• [引用文]:
:::::

アリッサ・トーマス

「彼女は笑いながら悪態をつく」―WNBAファイナルで見せるアリッサ・トーマスの狂気じみた勝負魂

フェニックス・マーキュリーが0勝2敗と絶体絶命の状況に追い込まれたWNBAファイナル。この危機を打開できるとすれば、それはアリッサ・トーマス以外にいないだろう。彼女の競争心は、ケビン・ガーネットにも匹敵すると評される。

トーマスは今プレーオフで平均18.1点、8.6リバウンド、9.1アシスト、1.8スティールを記録する「ポイントフォワード」として活躍していますが、数字以上に重要なのは、彼女が持つ尋常ではない勝利への執着心です。

NBAの伝説と比較される競争心

マーキュリーのヘッドコーチ、ネイト・ティベッツは、トーマスについてこう語ります。「彼女は究極の競争者です。私の人生で、彼女ほど勝ちたいと思っている人間を見たことがありません」

ティベッツはNBAで8年間、デイミアン・リラードのアシスタントコーチを務めた経験があります。リラードのリーダーシップは最高レベルだと認めながらも、「競争心という点では、ATは別次元にいる」と断言しました。

さらに彼が唯一比較できると感じたのは、史上最高のパワーフォワードの一人とされるケビン・ガーネットでした。「若手コーチ時代、ミネソタ・ティンバーウルブズのトレーニングキャンプでKGを見る機会がありました。彼のアプローチはATに似ています。どんなドリルでも、オフェンスでもディフェンスでも、ウォームアップでさえも、勝つためなら何でもする。それが彼女を特別にしているのです」

両肩の靭帯断裂を抱えながらプレー

トーマスの凄まじさは、その身体的ハンディキャップを知るとさらに際立ちます。彼女は2015年に右肩、2017年に左肩の関節唇を断裂して以来、手術を受けずにプレーを続けています。

:::::

• [練習課題]:
- a) 下のリストを、「Practice. Put a pin on the background」を含む行から始めて「(1049, 466)」を含む行で終わる範囲に限り、「番号」と「行」の2列を持つMarkdownの表に書き直しなさい。空行は表に入れないこと。
- b) 上のアリッサ・トーマスについての記事を、最後の文の後から書き継ぎなさい。

• [提供データ]:
:::::

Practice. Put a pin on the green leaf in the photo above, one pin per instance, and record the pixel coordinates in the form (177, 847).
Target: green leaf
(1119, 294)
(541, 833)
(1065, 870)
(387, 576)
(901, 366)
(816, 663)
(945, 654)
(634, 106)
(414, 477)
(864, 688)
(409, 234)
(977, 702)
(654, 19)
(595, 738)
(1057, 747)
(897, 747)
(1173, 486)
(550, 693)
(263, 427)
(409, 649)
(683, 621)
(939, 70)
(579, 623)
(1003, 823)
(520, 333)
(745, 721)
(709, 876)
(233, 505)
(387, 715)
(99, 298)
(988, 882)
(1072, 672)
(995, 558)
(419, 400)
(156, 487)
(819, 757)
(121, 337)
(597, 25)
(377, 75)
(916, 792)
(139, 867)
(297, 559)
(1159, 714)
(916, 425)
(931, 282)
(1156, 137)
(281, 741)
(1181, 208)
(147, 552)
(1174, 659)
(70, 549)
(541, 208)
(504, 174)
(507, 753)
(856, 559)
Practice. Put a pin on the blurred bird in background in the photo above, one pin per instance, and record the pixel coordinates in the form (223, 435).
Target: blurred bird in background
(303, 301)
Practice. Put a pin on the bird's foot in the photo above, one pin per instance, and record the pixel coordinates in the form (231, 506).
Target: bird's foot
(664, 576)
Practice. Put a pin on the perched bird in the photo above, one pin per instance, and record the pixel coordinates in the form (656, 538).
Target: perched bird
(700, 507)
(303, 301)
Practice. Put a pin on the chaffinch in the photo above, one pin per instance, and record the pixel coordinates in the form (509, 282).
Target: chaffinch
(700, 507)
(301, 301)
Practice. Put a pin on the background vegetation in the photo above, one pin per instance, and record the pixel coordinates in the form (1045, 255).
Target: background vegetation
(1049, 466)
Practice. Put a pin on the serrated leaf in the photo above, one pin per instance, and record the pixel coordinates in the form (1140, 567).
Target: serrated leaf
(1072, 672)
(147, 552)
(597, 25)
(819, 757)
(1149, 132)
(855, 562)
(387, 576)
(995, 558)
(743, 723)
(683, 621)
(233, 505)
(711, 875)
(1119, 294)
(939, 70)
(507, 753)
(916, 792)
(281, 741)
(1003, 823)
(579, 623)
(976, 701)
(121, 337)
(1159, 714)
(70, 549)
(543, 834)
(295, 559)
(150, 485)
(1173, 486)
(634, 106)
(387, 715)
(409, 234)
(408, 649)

:::::

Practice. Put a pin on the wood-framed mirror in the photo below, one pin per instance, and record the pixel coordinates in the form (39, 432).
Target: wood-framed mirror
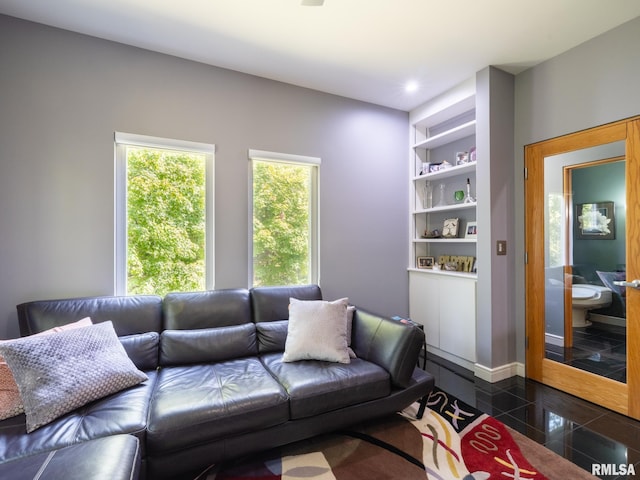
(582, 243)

:::::

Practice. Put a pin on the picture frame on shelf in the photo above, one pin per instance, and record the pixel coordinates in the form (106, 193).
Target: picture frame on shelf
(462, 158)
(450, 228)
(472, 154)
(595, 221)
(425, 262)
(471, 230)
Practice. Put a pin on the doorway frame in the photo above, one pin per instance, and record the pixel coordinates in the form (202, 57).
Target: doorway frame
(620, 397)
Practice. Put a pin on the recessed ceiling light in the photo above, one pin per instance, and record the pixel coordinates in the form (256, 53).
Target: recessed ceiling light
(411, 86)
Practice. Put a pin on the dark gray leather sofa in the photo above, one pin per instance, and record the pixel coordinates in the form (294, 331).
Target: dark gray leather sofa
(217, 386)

:::::

• [解答例]:
- a)
| 番号 | 行 |
|---|---|
| 1 | Practice. Put a pin on the background vegetation in the photo above, one pin per instance, and record the pixel coordinates in the form (1045, 255). |
| 2 | Target: background vegetation |
| 3 | (1049, 466) |

- b)
この怪我により、トーマスは3ポイントシュートをほとんど打てません(キャリア通算26本中2本成功)。フリースローでさえ困難で、キャリア成功率は65.1%にとどまります。可動域が制限されているため、もともと左利きだった彼女は右手でシュートを打つように変更せざるを得ませんでした。

睡眠も満足に取れないといいます。肩に負担がかかるため、快適に眠ることができないのです。

それでもトーマスは手術を選びません。理由は、手術とリハビリにアキレス腱断裂よりも長い時間がかかると聞いたからです。実際、彼女は2022年1月にアキレス腱を断裂し、8ヶ月のリハビリを経験しています。その苦しみを知っているからこそ、さらに長期離脱する手術は避けているのです。

コネチカット・サン時代のストレングスコーチ、アナリッセ・リオスは「ATはスーパーヒューマンか、どこかバイオニックなのでしょう。関節唇の役割を代わりに担う安定筋が発達しているんです」と驚きを隠しません。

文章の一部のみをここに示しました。